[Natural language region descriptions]
===============

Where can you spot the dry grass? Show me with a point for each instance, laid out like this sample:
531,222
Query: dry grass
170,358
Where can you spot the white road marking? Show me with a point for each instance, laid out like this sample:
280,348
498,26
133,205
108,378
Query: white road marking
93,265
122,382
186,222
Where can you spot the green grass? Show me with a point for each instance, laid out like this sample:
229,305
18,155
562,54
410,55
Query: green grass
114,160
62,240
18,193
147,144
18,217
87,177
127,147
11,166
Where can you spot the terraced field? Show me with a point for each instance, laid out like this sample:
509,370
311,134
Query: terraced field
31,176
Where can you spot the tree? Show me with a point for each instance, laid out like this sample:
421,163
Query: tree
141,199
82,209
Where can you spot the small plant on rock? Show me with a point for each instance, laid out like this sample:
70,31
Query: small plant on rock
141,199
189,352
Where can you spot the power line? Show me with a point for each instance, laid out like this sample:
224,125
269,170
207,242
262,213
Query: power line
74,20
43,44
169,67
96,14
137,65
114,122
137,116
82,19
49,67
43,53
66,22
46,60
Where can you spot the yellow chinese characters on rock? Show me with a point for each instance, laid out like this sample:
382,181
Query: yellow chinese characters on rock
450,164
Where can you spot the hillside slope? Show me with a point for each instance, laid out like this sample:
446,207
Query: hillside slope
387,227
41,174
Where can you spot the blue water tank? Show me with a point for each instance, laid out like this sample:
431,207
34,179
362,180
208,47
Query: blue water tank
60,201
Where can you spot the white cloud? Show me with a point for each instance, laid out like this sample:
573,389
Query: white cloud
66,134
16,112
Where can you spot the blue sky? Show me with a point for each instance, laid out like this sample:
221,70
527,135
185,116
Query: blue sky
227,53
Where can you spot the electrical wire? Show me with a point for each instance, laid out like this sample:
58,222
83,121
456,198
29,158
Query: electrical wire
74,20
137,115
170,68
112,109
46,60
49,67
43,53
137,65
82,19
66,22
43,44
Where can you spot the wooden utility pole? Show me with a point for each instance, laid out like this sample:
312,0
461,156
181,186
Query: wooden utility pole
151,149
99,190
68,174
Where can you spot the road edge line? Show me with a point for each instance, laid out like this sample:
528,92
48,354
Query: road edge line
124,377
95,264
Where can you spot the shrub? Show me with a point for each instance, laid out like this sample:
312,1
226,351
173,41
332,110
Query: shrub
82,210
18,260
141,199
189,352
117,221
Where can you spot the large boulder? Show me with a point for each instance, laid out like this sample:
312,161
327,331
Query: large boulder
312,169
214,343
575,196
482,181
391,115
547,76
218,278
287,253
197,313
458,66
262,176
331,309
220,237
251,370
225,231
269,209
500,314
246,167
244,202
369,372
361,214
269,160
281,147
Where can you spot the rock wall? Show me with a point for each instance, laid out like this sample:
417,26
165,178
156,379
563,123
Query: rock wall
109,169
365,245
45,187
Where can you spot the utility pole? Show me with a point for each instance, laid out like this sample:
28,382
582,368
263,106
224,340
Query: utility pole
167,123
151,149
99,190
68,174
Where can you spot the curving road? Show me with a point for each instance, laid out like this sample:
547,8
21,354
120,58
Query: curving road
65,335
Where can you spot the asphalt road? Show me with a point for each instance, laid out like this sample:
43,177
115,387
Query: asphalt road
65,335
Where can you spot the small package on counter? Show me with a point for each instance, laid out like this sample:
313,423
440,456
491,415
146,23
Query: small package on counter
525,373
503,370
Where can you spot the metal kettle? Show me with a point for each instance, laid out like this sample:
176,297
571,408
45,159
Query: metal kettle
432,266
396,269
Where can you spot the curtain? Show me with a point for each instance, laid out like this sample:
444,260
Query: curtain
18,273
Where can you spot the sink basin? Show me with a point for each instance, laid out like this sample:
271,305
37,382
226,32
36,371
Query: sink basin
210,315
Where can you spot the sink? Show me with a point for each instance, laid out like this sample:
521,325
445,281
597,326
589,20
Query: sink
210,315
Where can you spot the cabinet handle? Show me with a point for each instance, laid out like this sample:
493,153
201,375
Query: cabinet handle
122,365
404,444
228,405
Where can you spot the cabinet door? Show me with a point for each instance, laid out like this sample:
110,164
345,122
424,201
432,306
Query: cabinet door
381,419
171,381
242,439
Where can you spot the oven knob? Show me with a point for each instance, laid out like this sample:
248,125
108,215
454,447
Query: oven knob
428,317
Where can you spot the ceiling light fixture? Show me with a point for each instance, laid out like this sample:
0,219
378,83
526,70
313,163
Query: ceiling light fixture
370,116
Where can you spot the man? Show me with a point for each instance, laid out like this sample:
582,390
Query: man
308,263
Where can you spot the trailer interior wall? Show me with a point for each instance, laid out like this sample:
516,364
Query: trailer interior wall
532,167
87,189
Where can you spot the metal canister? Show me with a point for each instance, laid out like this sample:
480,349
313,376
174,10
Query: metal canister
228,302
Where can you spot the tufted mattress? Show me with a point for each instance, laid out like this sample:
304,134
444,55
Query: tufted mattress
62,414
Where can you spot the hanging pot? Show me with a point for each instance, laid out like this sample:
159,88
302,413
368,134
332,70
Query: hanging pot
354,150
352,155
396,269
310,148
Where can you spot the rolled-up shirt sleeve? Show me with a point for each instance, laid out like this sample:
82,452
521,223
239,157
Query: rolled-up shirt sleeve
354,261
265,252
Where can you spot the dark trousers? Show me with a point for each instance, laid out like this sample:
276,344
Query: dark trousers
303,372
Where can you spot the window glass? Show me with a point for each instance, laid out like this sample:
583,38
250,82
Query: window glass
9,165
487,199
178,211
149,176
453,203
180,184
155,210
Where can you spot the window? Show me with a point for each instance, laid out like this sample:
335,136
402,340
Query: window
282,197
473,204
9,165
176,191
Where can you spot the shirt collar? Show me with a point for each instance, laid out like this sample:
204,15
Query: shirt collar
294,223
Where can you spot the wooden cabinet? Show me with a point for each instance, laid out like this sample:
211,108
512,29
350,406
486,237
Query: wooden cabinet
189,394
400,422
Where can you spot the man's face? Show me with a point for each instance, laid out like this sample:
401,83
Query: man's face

===============

Restating the data word for word is the whole task.

- [Worked solution]
Where can you spot the dry grass? Show me with a point for each instance, laid out like this sample:
531,222
Query: dry grass
170,358
Where can you spot the white road marking? Show me with a point for each instance, laid out like this sample:
280,348
498,26
133,205
108,378
Query: white road marking
93,265
122,382
186,222
Where can you spot the green grass? Show me with a point for each instance, laid out like this sample:
229,305
18,155
562,54
410,55
Query: green grass
114,160
62,240
18,193
147,144
18,217
87,177
127,147
11,166
Where can you spot the terraced field? Show me with a point for each instance, laid out like this sample:
509,370
311,134
Query: terraced field
31,176
Where can you spot the tree? Show me with a point for each instance, laid out like this sample:
421,163
Query: tree
141,199
82,209
Where can you spot the small plant on rock? Show me with a point for each instance, laid out like this sample:
70,31
Query: small plant on rock
141,199
189,352
Where can you spot the power line? Show me with a point for each instance, laid out like this sample:
224,125
269,170
207,242
262,213
Query: power line
74,20
43,44
169,67
96,14
137,65
114,122
137,116
82,19
49,67
43,53
66,22
46,60
Where can you spot the yellow chinese characters on rock? Show me with a point for each instance, laid out like this sample:
382,181
Query: yellow chinese characters on rock
450,164
Where can you spot the hillside slope? Show me with a point for each instance, laid out like this sample:
446,207
Query: hillside slope
387,227
41,174
Where can you spot the blue water tank? Show me with a point for each instance, laid out like this sample:
431,207
34,179
362,180
208,47
Query: blue water tank
60,201
Where can you spot the white cloud? Show me with a point for each instance, laid out like this sample:
573,389
Query: white cloud
66,134
16,112
Where can you spot the blue sky? Show me with a point for each instance, laid out like this sample:
221,70
527,135
185,116
Query: blue sky
227,53
Where can you spot the electrical wire? Show me with a point for each instance, laid out like this sample:
58,222
83,121
456,198
29,158
Query: electrical wire
74,20
137,115
170,68
112,109
46,60
49,67
43,53
137,65
82,19
66,22
43,44
Where can you spot the wooden utility pole? Show me with a point for each instance, laid out like this sample:
312,0
461,156
181,186
Query: wooden utility pole
151,149
99,190
68,174
Where can you spot the road edge line? Show me with a point for each instance, laid out like this sample:
528,92
48,354
Query: road edge line
124,377
95,264
Where can you spot the shrub? Show me with a point for each instance, laid out like this sample:
312,1
226,351
173,41
332,110
Query: shrub
82,210
18,260
141,199
189,352
117,221
Where can you spot the large boulder? Show me with a point for each instance, laid out like this sample:
312,161
327,331
Query: large boulder
312,169
214,343
575,196
482,181
391,115
547,76
218,278
287,253
197,313
458,66
262,176
331,309
220,237
251,370
225,231
269,209
500,314
246,167
244,202
369,372
361,214
269,160
281,147
Where can you spot the rock wall? Show me with a point for each instance, laid out like this sample:
417,26
165,178
156,379
563,123
Query: rock wall
109,169
365,245
45,187
Where can you spot the utility pole? Show me with a point for each instance, laid out like this sample:
28,382
582,368
263,106
224,340
Query: utility pole
167,123
151,149
99,190
68,174
Where can you spot the curving road? Show me with a point for each instance, laid out like this sample:
547,8
21,354
120,58
Query: curving road
65,335
Where can you spot the asphalt road? Show me with a point for each instance, laid out like this sample:
43,177
115,387
Query: asphalt road
65,335
Where can you spot the small package on counter? Show me with a point for each instance, laid out like this sample:
313,423
440,456
491,415
146,23
Query: small package on counter
525,373
503,370
Where can you spot the metal kettle? Show me with a point for each instance, laid out like this sample:
176,297
571,408
45,159
Query: metal kettle
432,266
396,269
Where can you spot the curtain? Show me with a point for each instance, laid out like this sample:
444,260
Query: curtain
18,273
Where can you spot the sink basin? Show me with a point for each instance, laid out like this sample:
271,305
37,382
226,32
36,371
Query: sink basin
210,315
Where can you spot the sink? Show me with a point for each instance, laid out like this sample:
521,325
445,281
597,326
589,20
Query: sink
210,315
Where can you spot the cabinet handle? Show me with a point for each instance, laid out like this sample:
493,153
201,375
Query: cabinet handle
122,365
404,444
228,405
Where can you spot the cabinet door? Show me with a point for each instance, laid out like this sample:
110,164
345,122
424,201
432,306
Query: cabinet door
381,419
171,381
242,439
Where can you spot the oven knob? Show me with a point for each instance, laid out like this sample:
248,125
108,215
454,447
Query: oven knob
428,317
Where can you spot the ceiling light fixture? Show me with a point for each instance, laid out like this sample:
0,219
378,83
526,70
313,163
Query: ceiling light fixture
370,116
Where can you spot the man? Show me with a point for each instance, laid out like this sample:
582,390
Query: man
308,263
Where can you spot the trailer interior wall? Show me with a point for each instance, laid out like this sample:
516,364
Query: trailer interior wall
532,167
87,189
Where can you spot the metal canister? Show me with a point for each instance, laid out like this sample:
480,349
313,376
174,10
Query: metal canister
228,302
Where can you spot the tufted mattress? Show me with a point for each instance, laid out like this sample:
304,134
444,55
Query: tufted mattress
62,414
Where can you spot the hanging pot? Show me with a point for each instance, laid out like this sample:
159,88
302,413
368,134
332,70
Query: hanging pot
354,150
352,155
396,269
310,148
Where can you spot the rolled-up shirt sleeve? Show me with a point for each instance, laid out like this sample:
82,452
521,223
239,157
Query: rolled-up shirt sleeve
354,261
265,252
Where can you spot the dark trousers? Show me with a point for each instance, laid out like this sample:
276,344
Query: dark trousers
303,372
Where can you spot the window glass? Show me with a point for each instance, laid out like this sample:
583,38
250,82
Query: window glass
9,165
487,199
178,211
149,176
453,203
180,184
155,210
Where can you spot the window? Show me with a point for each instance, laid out like this sample:
335,136
402,340
Query: window
282,197
473,204
9,165
176,191
Where can you spot the shirt collar? Show me with a point for each instance, laid out like this sample:
204,15
Query: shirt collar
294,223
Where can you spot the wooden cabinet? Show me with a point for each instance, laid out like this sample:
211,108
512,29
350,406
486,237
Query: wooden cabinet
189,394
400,422
Where can you spot the man's face? Show me with a point for each instance, laid out like this sample:
401,83
Query: man's face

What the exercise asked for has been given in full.